以下のエントリから、語「could」を含む行をすべて選び、一行ずつ書き写して列挙せよ。

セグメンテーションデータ
============
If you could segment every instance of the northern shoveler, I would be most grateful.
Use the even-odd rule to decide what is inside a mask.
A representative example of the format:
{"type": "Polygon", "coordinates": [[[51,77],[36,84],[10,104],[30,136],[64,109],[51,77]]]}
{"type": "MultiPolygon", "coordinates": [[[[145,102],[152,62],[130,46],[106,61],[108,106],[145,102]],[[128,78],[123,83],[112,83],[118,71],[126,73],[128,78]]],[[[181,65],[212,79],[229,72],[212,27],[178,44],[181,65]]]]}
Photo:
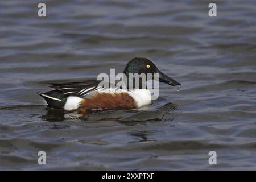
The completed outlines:
{"type": "MultiPolygon", "coordinates": [[[[177,81],[163,73],[146,58],[133,59],[126,65],[123,73],[127,77],[129,73],[158,73],[160,82],[172,86],[181,85],[177,81]]],[[[136,109],[151,104],[151,94],[148,89],[104,89],[98,86],[100,82],[86,81],[49,84],[49,86],[55,90],[38,93],[46,100],[49,107],[67,111],[79,109],[136,109]]]]}

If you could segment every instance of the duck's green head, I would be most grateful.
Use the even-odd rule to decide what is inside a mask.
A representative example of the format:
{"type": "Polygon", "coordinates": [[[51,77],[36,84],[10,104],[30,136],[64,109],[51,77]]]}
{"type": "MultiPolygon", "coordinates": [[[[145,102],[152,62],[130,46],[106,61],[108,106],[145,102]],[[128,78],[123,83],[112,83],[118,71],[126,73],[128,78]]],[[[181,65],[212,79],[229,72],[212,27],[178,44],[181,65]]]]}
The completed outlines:
{"type": "Polygon", "coordinates": [[[138,73],[139,75],[152,73],[152,78],[154,78],[154,73],[158,73],[160,82],[171,86],[181,85],[177,81],[163,73],[151,61],[144,57],[135,57],[128,62],[123,71],[123,73],[127,77],[129,73],[138,73]]]}

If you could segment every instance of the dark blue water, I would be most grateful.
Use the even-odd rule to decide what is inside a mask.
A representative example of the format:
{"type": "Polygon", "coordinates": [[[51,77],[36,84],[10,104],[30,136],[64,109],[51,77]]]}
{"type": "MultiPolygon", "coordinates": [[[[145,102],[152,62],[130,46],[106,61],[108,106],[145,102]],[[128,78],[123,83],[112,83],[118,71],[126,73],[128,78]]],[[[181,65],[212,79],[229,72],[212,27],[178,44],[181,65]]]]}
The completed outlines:
{"type": "Polygon", "coordinates": [[[256,3],[0,2],[1,169],[256,169],[256,3]],[[46,108],[49,82],[146,57],[182,84],[143,110],[46,108]],[[45,151],[47,164],[38,164],[45,151]],[[209,165],[215,151],[217,164],[209,165]]]}

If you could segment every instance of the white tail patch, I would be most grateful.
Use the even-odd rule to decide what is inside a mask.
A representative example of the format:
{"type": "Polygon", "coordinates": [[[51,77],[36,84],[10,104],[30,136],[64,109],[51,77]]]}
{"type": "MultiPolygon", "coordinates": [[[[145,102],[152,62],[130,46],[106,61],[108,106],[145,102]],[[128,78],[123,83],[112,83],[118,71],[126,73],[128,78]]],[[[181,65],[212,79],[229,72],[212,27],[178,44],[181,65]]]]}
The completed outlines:
{"type": "Polygon", "coordinates": [[[82,100],[82,98],[79,97],[69,96],[63,108],[68,111],[77,109],[82,100]]]}
{"type": "Polygon", "coordinates": [[[43,93],[39,93],[38,94],[41,95],[41,96],[43,96],[43,97],[46,97],[49,98],[50,99],[52,99],[53,100],[61,101],[61,100],[60,99],[59,99],[59,98],[55,98],[55,97],[51,97],[51,96],[49,96],[48,95],[46,95],[46,94],[44,94],[43,93]]]}

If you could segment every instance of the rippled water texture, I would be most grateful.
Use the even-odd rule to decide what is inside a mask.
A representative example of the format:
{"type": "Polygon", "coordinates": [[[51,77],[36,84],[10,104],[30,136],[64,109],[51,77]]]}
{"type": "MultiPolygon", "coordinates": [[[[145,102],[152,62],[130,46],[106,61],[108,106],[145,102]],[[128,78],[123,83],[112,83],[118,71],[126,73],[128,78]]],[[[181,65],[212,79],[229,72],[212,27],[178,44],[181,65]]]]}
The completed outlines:
{"type": "Polygon", "coordinates": [[[256,169],[256,2],[0,1],[0,169],[256,169]],[[182,84],[143,110],[48,110],[48,82],[146,57],[182,84]],[[38,164],[38,152],[47,165],[38,164]],[[208,164],[216,151],[217,164],[208,164]]]}

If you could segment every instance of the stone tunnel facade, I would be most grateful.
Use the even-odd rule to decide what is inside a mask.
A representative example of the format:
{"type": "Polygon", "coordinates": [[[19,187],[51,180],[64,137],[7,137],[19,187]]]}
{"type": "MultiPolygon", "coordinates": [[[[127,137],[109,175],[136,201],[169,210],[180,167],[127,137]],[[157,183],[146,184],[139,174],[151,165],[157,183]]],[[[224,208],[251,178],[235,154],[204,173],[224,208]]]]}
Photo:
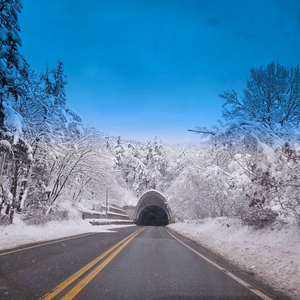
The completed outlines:
{"type": "Polygon", "coordinates": [[[136,208],[134,223],[147,226],[165,226],[172,221],[171,211],[167,199],[158,191],[145,192],[136,208]]]}

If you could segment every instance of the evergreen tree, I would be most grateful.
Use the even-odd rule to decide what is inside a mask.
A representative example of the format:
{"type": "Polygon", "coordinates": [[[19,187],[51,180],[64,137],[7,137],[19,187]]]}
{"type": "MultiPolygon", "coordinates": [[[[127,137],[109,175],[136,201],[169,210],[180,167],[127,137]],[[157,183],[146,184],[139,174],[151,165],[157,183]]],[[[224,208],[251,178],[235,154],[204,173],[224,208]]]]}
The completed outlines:
{"type": "Polygon", "coordinates": [[[12,95],[15,100],[22,94],[23,83],[28,76],[28,65],[19,53],[22,46],[19,37],[18,13],[20,0],[0,1],[0,126],[4,126],[3,101],[12,95]]]}

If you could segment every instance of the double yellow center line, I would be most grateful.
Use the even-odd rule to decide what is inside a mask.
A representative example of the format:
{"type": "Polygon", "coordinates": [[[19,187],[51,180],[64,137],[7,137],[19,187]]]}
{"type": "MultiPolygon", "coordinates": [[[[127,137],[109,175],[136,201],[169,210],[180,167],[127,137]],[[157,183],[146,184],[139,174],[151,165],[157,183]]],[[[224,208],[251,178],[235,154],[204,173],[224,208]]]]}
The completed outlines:
{"type": "Polygon", "coordinates": [[[56,295],[58,295],[60,292],[62,292],[65,288],[67,288],[70,284],[72,284],[74,281],[76,281],[80,276],[82,276],[84,273],[91,270],[98,262],[100,262],[104,257],[106,257],[110,252],[120,247],[113,252],[108,258],[106,258],[100,265],[98,265],[93,271],[91,271],[87,276],[85,276],[79,283],[77,283],[64,297],[61,299],[63,300],[69,300],[73,299],[98,273],[101,272],[103,268],[105,268],[117,255],[121,252],[122,249],[124,249],[139,233],[141,233],[143,230],[145,230],[147,227],[142,228],[129,236],[127,236],[125,239],[120,241],[119,243],[115,244],[113,247],[105,251],[100,256],[96,257],[94,260],[92,260],[90,263],[88,263],[86,266],[81,268],[79,271],[77,271],[75,274],[73,274],[71,277],[66,279],[64,282],[62,282],[60,285],[55,287],[52,291],[41,297],[39,300],[50,300],[53,299],[56,295]]]}

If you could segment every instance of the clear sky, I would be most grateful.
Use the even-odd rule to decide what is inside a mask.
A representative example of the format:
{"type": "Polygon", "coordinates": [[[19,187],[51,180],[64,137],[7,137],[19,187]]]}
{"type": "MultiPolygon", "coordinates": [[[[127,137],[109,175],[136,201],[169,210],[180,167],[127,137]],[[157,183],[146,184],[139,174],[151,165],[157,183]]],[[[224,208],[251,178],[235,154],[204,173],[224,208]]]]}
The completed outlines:
{"type": "Polygon", "coordinates": [[[64,62],[67,103],[125,139],[195,141],[221,118],[218,94],[251,67],[300,64],[299,0],[23,0],[21,53],[64,62]]]}

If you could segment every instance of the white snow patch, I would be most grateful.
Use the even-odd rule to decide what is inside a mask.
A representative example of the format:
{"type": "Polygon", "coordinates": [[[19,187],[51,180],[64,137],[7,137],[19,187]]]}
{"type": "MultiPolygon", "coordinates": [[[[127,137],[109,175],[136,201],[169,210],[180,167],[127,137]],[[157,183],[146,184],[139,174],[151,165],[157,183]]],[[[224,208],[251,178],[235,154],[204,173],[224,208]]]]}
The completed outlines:
{"type": "Polygon", "coordinates": [[[109,229],[135,225],[99,225],[92,226],[91,220],[68,220],[49,222],[45,226],[25,225],[15,214],[14,224],[0,226],[0,250],[17,247],[24,244],[49,241],[89,232],[109,232],[109,229]]]}
{"type": "Polygon", "coordinates": [[[296,225],[255,230],[238,219],[224,217],[169,227],[274,289],[300,299],[300,230],[296,225]]]}

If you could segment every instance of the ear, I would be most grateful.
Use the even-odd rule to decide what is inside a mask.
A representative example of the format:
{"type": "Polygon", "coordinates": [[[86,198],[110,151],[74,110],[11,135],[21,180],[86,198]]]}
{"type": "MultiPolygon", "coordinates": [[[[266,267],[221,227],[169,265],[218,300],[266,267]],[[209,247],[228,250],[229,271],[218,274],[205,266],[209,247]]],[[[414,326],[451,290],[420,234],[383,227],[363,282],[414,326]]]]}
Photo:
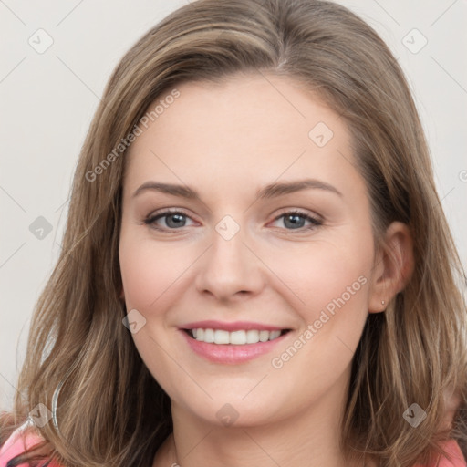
============
記述回答:
If you could segment every instance of the northern shoveler, I would be most grateful.
If you could segment every instance of the duck's green head, I would be most grateful.
If you could segment every instance of the dark blue water, I would be most grateful.
If you could segment every instance of the white tail patch, I would be most grateful.
If you could segment every instance of the rippled water texture, I would be most grateful.
If you could segment every instance of the stone tunnel facade, I would be most grateful.
If you could segment every instance of the evergreen tree, I would be most grateful.
If you could segment every instance of the double yellow center line, I would be most grateful.
If you could segment every instance of the clear sky, I would be most grateful.
If you could segment every instance of the white snow patch, I would be most grateful.
If you could segment every instance of the ear, I would be most grateful.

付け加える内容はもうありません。